<<<<
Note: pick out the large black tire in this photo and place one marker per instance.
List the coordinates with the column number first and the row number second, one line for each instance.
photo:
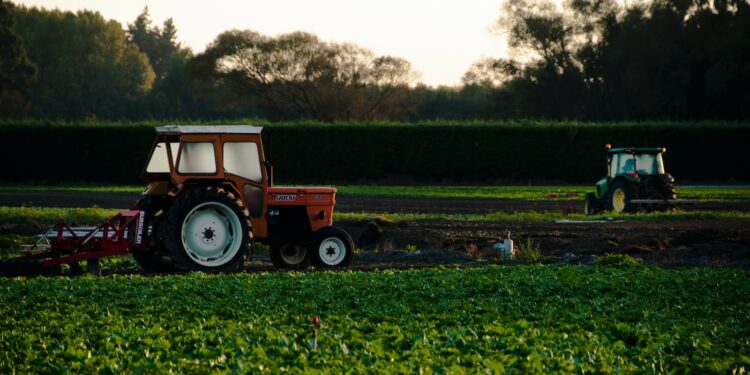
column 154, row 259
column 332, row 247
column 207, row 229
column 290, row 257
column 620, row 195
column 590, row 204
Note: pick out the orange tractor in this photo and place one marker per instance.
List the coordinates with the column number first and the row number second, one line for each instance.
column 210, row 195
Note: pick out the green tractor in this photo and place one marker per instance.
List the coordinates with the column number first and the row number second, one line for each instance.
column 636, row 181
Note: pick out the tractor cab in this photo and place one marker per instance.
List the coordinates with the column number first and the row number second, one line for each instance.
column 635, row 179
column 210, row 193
>>>>
<<<<
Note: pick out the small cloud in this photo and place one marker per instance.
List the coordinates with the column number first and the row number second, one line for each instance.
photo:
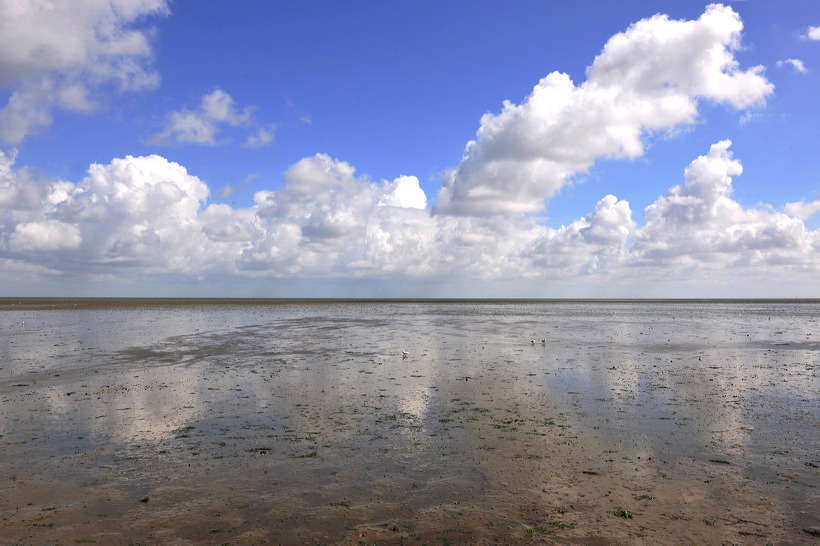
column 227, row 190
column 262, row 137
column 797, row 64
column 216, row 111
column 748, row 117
>>>>
Transcribe, word for word, the lines of the listing above from the one that contains "Note: pick out the large" through the one that contains "Note: pick out the orange", keeping both ends and dropping the pictures.

Note: pick out the large black tire in this photo and place one marker per instance.
List the coordinates with the column number first and the row number second, one line for each instance.
photo:
column 154, row 259
column 332, row 247
column 207, row 229
column 290, row 257
column 620, row 195
column 590, row 204
Note: pick out the orange tractor in this photo and place one marker per instance.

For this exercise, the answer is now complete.